DOCUMENT SEGMENT
+ + + +
The fight over the state bill, SB 3444, is drawing new battlelines between Anthropic and OpenAI over how AI technologies should be regulated. While AI policy experts say that the legislation only has a remote chance of becoming law, it has nonetheless exposed political divisions between two leading US AI labs that could become increasingly important as the rival companies ramp up their lobbying activity across the country.

Behind the scenes, Anthropic has been lobbying state Senator Bill Cunningham, SB 3444’s sponsor, and other Illinois lawmakers to either make major changes to the bill or kill it as it stands, according to people familiar with the matter. In an email to WIRED, an Anthropic spokesperson confirmed the company’s opposition to SB 3444, and said it has held promising conversations with Cunningham about using the bill as a starting point for future AI legislation.

“We are opposed to this bill. Good transparency legislation needs to ensure public safety and accountability for the companies developing this powerful technology, not provide a get-out-of-jail-free card against all liability,” Cesar Fernandez, Anthropic’s head of US state and local government relations, said in a statement. “We know that Senator Cunningham cares deeply about AI safety and we look forward to working with him on changes that would instead pair transparency with real accountability for mitigating the most serious harms frontier AI systems could cause.”

Representatives for Cunningham and Illinois Governor JB Pritzker did not respond to WIRED’s request for comment ahead of publication.

The crux of OpenAI and Anthropic’s disagreement over SB 3444 comes down to who should be liable in the event of an AI-enabled disaster—a nightmare potential scenario that US lawmakers have only recently begun to confront. If SB 3444 were passed, an AI lab would not be responsible if a bad actor used their AI model to, for example, create a bioweapon that kills hundreds of people, so long as the lab drafted its own safety framework and published it on its website.

OpenAI has argued that SB 3444 reduces the risk of serious harm from frontier AI systems while “still allowing this technology to get into the hands of the people and businesses—small and big—of Illinois,.”
+ + + +
EXERCISE DATA
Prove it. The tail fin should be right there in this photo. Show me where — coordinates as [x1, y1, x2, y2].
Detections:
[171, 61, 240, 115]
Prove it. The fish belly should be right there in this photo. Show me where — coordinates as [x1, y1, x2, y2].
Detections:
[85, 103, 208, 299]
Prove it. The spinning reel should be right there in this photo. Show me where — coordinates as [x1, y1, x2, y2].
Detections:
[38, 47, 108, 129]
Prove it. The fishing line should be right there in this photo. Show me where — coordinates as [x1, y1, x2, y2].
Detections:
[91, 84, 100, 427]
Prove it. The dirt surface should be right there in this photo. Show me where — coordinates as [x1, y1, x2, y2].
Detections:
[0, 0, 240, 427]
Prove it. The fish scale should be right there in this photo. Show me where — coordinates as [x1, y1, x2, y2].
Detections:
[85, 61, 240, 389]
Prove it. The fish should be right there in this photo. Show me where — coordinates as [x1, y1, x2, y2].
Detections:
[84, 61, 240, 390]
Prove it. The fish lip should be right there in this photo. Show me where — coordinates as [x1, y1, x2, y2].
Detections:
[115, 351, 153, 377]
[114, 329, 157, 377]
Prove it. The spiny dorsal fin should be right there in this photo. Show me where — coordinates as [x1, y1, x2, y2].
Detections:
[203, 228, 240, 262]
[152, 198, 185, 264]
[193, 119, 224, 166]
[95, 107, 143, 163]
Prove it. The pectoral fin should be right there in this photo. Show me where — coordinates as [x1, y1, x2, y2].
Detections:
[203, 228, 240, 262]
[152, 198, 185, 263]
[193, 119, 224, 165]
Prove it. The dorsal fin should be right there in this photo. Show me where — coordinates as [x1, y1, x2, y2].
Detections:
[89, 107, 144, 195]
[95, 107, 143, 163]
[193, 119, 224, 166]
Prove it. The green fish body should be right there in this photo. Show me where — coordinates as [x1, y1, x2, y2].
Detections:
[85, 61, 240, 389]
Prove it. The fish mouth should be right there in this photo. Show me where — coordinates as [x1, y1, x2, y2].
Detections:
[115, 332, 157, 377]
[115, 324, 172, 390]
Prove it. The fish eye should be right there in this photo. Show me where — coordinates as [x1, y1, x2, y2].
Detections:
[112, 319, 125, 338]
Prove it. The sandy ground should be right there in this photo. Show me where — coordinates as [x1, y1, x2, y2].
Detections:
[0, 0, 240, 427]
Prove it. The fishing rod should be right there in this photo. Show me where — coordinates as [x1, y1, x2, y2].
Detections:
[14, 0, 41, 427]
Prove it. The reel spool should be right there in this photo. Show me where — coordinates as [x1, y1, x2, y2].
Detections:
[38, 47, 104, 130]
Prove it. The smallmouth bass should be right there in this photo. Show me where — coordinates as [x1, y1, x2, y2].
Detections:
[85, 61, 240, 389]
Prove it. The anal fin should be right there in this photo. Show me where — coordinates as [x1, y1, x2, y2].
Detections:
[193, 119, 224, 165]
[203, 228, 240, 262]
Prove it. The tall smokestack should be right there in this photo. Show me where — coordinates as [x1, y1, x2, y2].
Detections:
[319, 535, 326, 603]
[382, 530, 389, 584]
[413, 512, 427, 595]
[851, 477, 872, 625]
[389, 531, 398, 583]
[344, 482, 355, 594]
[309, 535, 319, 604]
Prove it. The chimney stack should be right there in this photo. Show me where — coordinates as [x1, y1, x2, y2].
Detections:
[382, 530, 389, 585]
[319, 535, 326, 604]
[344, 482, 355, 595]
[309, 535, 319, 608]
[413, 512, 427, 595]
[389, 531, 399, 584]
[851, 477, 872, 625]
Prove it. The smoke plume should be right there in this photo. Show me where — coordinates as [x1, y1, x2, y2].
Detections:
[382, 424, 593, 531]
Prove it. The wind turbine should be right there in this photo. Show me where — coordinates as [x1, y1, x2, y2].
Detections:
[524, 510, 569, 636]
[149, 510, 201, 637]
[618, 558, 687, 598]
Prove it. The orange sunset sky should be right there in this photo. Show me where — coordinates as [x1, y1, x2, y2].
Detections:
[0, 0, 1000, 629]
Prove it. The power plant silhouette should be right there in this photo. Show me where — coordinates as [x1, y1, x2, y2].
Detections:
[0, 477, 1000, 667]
+ + + +
REQUIRED ACTIONS
1. In the SB 3444 article, who is the bill's sponsor?
2. Put this sentence from the SB 3444 article into Spanish: "Representatives for Cunningham and Illinois Governor JB Pritzker did not respond to WIRED’s request for comment ahead of publication."
3. Retype the SB 3444 article word for word, starting at "The fight over" and ending at "across the country.".

EXERCISE RESPONSES
1. State Senator Bill Cunningham.

2. Los representantes de Cunningham y del gobernador de Illinois, JB Pritzker, no respondieron a la solicitud de comentarios de WIRED antes de la publicación.

3.
The fight over the state bill, SB 3444, is drawing new battlelines between Anthropic and OpenAI over how AI technologies should be regulated. While AI policy experts say that the legislation only has a remote chance of becoming law, it has nonetheless exposed political divisions between two leading US AI labs that could become increasingly important as the rival companies ramp up their lobbying activity across the country.